===== Items

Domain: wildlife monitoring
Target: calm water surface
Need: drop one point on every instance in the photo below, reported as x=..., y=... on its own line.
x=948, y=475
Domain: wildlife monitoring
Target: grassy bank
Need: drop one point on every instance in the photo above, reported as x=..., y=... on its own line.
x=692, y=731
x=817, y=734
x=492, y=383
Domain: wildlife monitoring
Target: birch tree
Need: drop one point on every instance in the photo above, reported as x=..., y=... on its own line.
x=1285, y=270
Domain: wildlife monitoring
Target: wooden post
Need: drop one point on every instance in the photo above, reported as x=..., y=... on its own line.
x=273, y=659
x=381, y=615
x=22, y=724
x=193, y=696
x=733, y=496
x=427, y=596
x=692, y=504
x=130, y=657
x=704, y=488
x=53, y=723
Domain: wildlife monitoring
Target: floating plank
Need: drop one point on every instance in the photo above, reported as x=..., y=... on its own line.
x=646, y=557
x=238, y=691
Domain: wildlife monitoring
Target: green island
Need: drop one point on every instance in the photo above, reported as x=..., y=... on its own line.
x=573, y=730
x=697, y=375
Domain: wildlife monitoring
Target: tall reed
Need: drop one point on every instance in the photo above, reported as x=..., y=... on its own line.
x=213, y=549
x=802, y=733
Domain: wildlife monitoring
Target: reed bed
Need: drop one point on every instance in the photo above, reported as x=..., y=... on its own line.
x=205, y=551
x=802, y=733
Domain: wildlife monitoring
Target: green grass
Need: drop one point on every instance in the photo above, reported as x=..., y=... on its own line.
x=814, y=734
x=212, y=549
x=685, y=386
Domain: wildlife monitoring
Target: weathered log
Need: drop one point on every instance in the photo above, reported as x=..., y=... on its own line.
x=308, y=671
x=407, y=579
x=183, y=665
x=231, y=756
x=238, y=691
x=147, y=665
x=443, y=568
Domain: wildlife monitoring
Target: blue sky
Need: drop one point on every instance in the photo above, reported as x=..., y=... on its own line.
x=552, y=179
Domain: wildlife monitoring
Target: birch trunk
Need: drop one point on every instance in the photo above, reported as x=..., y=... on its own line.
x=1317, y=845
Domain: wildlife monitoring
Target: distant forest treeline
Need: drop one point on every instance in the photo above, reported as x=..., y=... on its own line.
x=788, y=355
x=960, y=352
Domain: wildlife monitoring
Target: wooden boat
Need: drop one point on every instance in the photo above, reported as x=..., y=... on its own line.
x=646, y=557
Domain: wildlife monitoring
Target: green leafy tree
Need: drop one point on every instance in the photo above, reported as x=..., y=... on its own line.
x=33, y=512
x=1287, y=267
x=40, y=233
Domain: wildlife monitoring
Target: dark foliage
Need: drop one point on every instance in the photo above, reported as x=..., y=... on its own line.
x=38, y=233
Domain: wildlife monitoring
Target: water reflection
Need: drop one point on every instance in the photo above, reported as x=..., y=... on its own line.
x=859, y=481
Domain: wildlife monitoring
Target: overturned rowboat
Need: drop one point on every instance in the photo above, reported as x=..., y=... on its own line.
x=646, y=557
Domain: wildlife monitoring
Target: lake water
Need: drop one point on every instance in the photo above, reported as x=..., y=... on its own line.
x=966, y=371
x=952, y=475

==========

Set problem ->
Write out every one of the entries above, word for word.

Solution to this task ->
Domain: wildlife monitoring
Target: calm water surface
Need: drop one point on every instance in the photo below, reported as x=..., y=... on its own line.
x=948, y=475
Domain: wildlife monitoring
Target: grassy bank
Need: drop one point on every instance in the photo above, reported as x=..., y=... on its own line.
x=692, y=731
x=817, y=734
x=492, y=383
Domain: wildlife monitoring
Target: birch tree
Need: drop one point on every instance in the photo above, reported as x=..., y=... on its own line.
x=1285, y=270
Domain: wildlife monitoring
Target: wooden post
Need: drop one point on every instance in the photo above, reported as x=..., y=... on its own line.
x=273, y=659
x=381, y=615
x=22, y=724
x=193, y=696
x=733, y=496
x=427, y=596
x=692, y=504
x=130, y=657
x=704, y=488
x=53, y=723
Domain: wildlife monitoring
Target: floating plank
Need: drop one point on every instance in the photo above, reported as x=..., y=... on its own line.
x=646, y=557
x=238, y=691
Domain: wildlife monitoring
Target: green island
Need: drop one point on every instance in the photo above, reported as x=..., y=... on its own line.
x=573, y=730
x=697, y=375
Domain: wildlife monitoring
Target: tall reed
Need: drop one point on every instance in the photo above, reported as x=..., y=... on its own line.
x=213, y=549
x=802, y=733
Domain: wildlife monitoring
Target: reed bed
Need: drop one point on every instance in the photo above, reported as x=..., y=... on its own line.
x=205, y=551
x=802, y=733
Domain: wildlife monitoring
Target: green grass
Need: drop one point on every instance in the photo above, reported as x=..., y=... on its own line.
x=814, y=734
x=212, y=549
x=685, y=386
Domain: wildlife monitoring
Target: weathered log
Need: drop one point on every instance in the photo above, reported as x=..., y=... on its own line.
x=308, y=671
x=407, y=579
x=183, y=665
x=231, y=756
x=238, y=691
x=147, y=665
x=443, y=568
Domain: wildlife monitoring
Target: blue sky
Need: drop one point on every instance in the photo above, reported as x=..., y=... on its own line.
x=552, y=179
Domain: wildlife monitoring
Target: birch trunk
Need: drop one point on every instance in the photo above, reported as x=..., y=... on its own line.
x=1317, y=845
Domain: wildlife monitoring
Target: distant forest treeline
Need: drop one point on every instance in the photo above, reported as x=..., y=... on its own line.
x=788, y=355
x=960, y=352
Domain: wildlife monitoring
Target: wooden boat
Need: drop one point on every instance in the photo above, reported as x=..., y=... on its own line.
x=646, y=557
Domain: wildlife monitoring
Target: green leafy tree
Need: drop one point on every instance in the photo above, reported as x=..., y=... on its own line.
x=33, y=512
x=1287, y=267
x=40, y=233
Domain: wildlife monitoring
Target: dark foliage
Need: drop one point on every instance in the photo above, reported as x=..., y=... on its own line.
x=38, y=233
Domain: wildlife monitoring
Target: water reflection
Need: drop one point on every instance in the photo above, reported as x=..., y=... on its own line.
x=859, y=481
Domain: wildlife monitoring
Target: overturned rowboat
Need: drop one point on every instance in the photo above, reported as x=..., y=... on its own line.
x=646, y=557
Domain: wildlife monitoring
Target: lake water
Need: drop one point on every instance in the photo above, reported as x=..., y=... on its own line.
x=966, y=371
x=952, y=475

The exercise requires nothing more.